#### READING PASSAGE ####

3. The propagandist is limited by people's need for consonance with facts; so, the counter-attack is to reassert and convince people of the solidity of a fact that is right! Propaganda of ideas does not exist. Even "Goebbels changed his propaganda after Stalingrad, because it was impossible to transform that debacle into victory," said Ellul.
Among many other good qualities of Marlin's book are his explanatory list of the common fallacies of reason, in one of the best summaries I've seen, AND similar provided by Eleanor MacLean of the known and less well known examples of how language can be used to manipulate an audience.
It's time to get ready, get personal with email and mutually supportive action, and be prepared to listen up. Slogans matter less in elections than we might think, but this might be time to remember that the 1957 election slogan in Britain "Never had it so good" was turned back, by the opponents' response "Never been had so good."
That's the spirit needed now. Going forward, especially in coming weeks, we'll see whether candor of actions matches public talk.
Thursday, August 6, 2020
What's So Funny?

#### SOURCE MATERIAL ####

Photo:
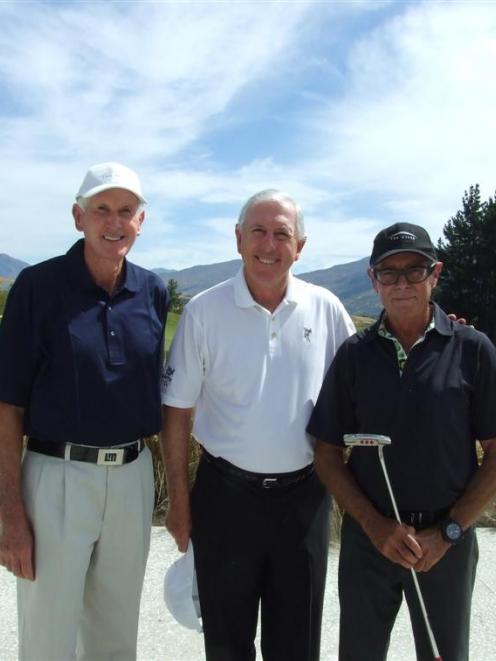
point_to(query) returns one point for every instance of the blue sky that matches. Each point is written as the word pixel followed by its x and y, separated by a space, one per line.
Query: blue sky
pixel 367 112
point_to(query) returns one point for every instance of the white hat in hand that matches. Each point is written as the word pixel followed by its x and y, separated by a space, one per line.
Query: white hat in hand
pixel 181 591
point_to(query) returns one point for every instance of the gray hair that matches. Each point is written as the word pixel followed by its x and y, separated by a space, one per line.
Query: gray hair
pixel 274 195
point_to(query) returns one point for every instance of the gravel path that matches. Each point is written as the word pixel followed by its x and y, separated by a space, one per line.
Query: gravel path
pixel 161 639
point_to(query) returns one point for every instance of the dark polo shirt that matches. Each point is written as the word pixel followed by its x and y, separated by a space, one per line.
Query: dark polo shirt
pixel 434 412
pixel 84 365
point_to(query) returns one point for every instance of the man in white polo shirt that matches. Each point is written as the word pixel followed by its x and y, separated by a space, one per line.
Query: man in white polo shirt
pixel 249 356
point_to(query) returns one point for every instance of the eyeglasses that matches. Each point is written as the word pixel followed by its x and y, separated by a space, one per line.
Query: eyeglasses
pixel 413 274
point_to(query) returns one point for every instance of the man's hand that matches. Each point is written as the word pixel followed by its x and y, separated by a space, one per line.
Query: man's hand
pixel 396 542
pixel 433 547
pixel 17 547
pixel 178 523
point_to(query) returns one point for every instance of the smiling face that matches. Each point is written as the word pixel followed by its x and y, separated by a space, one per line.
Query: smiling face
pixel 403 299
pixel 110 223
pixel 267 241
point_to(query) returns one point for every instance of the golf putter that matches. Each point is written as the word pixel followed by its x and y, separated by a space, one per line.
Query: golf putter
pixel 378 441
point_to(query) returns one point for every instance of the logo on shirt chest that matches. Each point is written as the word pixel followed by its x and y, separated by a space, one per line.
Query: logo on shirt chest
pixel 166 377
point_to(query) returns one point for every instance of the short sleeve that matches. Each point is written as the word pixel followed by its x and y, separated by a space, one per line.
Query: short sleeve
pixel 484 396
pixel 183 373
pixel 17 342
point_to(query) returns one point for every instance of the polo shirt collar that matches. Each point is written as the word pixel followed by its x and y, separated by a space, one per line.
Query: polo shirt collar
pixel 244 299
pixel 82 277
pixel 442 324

####
#### SOURCE MATERIAL ####

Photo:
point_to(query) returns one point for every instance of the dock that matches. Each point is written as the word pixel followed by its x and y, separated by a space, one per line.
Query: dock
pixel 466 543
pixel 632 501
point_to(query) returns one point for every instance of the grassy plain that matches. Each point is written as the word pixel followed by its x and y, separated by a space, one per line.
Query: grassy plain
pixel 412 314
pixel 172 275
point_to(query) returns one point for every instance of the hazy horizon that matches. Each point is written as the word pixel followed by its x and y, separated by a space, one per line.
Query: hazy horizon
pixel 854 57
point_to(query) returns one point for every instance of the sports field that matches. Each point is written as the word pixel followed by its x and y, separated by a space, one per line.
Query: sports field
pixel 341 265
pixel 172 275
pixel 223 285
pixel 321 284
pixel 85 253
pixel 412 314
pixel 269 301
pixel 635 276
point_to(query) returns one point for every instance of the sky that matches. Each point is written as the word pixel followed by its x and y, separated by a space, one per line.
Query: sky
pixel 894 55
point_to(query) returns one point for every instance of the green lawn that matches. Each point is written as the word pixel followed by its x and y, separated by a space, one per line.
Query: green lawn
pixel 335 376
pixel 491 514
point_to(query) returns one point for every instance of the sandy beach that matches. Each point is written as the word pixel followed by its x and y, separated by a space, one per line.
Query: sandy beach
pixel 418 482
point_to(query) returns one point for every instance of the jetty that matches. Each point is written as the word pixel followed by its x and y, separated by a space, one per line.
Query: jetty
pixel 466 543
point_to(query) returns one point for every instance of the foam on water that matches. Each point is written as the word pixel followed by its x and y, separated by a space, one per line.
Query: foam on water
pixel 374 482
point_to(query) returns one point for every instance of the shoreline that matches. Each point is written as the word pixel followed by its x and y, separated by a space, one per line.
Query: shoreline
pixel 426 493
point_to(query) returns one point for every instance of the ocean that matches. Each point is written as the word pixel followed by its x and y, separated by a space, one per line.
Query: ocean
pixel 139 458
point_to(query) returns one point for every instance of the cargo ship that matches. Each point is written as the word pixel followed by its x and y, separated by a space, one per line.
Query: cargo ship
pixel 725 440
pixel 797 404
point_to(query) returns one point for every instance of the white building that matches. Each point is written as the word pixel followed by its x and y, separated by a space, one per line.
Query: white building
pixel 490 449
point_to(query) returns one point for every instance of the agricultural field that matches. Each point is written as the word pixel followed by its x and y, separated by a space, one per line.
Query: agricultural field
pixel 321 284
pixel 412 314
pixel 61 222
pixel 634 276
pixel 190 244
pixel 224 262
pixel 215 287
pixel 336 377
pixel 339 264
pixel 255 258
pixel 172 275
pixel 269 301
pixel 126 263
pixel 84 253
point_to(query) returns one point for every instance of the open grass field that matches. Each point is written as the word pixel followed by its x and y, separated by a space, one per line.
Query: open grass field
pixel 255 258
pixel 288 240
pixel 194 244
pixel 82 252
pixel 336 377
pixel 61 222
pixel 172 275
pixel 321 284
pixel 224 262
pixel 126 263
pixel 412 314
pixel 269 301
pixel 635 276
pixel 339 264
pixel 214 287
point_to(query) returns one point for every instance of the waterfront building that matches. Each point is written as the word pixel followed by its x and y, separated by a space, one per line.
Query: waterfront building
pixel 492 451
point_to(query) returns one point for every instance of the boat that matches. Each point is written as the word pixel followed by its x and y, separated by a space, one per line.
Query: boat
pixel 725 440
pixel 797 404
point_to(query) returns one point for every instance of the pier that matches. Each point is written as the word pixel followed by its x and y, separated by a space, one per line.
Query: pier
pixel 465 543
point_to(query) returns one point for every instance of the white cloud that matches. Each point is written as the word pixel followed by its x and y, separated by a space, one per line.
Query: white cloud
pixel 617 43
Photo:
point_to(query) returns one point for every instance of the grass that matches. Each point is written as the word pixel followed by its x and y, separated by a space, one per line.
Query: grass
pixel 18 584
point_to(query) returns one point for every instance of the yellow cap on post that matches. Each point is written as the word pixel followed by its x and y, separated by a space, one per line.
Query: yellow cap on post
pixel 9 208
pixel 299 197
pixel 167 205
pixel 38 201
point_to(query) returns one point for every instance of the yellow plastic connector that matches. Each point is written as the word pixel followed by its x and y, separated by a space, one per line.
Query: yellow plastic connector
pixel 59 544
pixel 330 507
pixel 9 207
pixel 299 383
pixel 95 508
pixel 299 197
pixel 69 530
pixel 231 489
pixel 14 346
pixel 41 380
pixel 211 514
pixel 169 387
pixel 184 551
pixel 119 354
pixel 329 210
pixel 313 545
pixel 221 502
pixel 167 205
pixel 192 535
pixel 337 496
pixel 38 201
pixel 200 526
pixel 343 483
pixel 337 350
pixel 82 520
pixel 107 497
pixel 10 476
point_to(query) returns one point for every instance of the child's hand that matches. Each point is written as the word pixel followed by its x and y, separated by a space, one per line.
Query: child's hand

####
#### SOURCE MATERIAL ####

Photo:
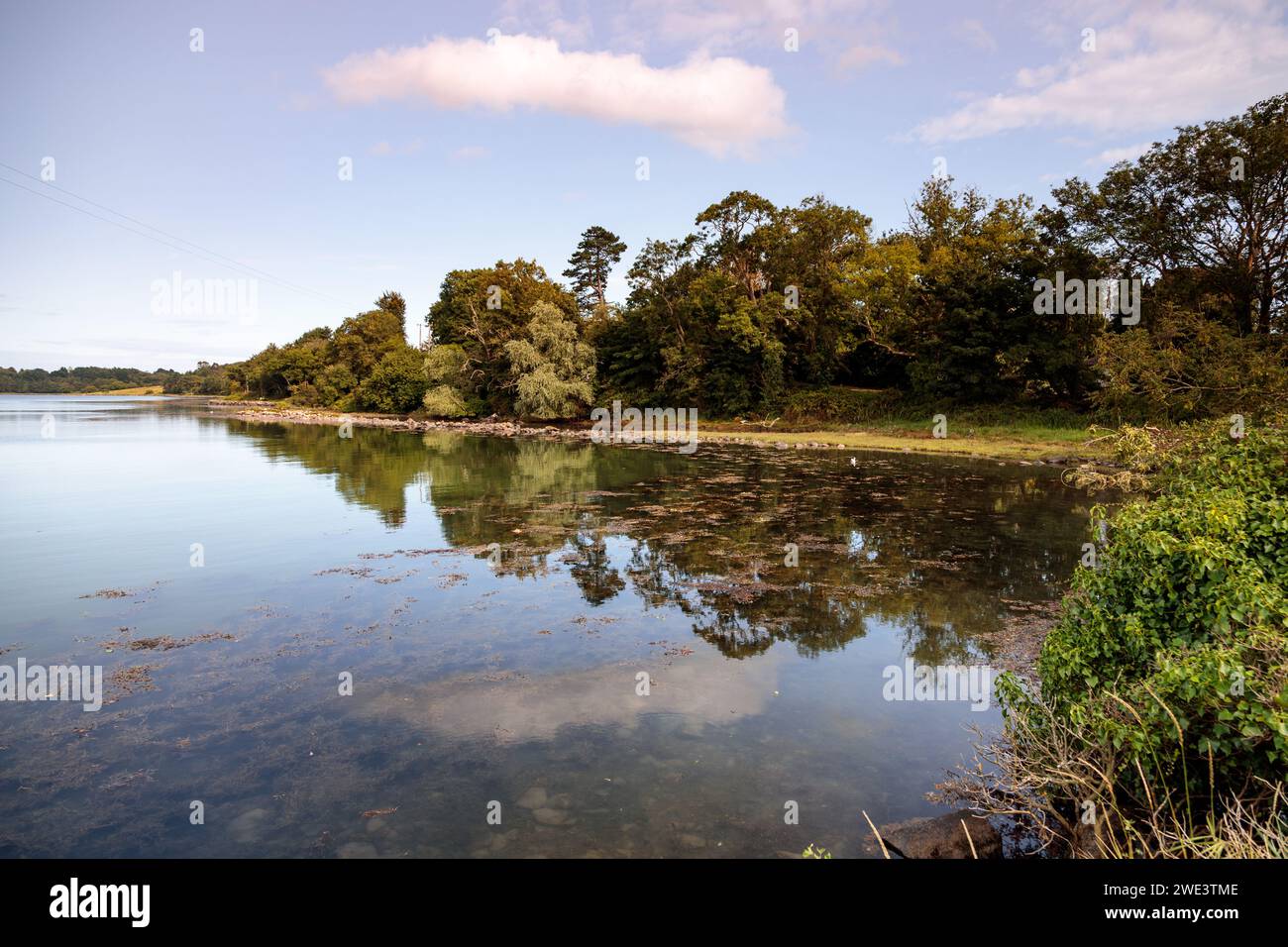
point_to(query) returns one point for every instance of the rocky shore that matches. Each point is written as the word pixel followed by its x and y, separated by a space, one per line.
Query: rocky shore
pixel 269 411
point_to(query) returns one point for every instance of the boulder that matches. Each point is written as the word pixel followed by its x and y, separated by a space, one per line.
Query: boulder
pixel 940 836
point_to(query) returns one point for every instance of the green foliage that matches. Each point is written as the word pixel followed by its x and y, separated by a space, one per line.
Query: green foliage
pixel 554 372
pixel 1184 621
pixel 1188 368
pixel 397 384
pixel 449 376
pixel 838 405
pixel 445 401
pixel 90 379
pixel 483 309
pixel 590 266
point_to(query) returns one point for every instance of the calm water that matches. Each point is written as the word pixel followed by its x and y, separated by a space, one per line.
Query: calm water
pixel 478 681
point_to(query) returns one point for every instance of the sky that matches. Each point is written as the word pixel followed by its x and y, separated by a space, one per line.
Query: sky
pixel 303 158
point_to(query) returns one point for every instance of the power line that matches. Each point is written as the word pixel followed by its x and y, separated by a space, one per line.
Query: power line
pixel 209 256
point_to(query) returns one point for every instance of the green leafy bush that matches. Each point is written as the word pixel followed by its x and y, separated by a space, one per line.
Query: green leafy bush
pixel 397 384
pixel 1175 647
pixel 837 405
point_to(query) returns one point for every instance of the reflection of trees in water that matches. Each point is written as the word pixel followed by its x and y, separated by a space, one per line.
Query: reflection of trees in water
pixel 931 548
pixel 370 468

####

◆ TASK REQUIREMENTS: Please translate this sentence from the propaganda passage into Spanish: "Going forward, especially in coming weeks, we'll see whether candor of actions matches public talk." Rely only on the propaganda passage.

◆ WRITTEN RESPONSE: De aquí en adelante, especialmente en las próximas semanas, veremos si la franqueza de las acciones coincide con el discurso público.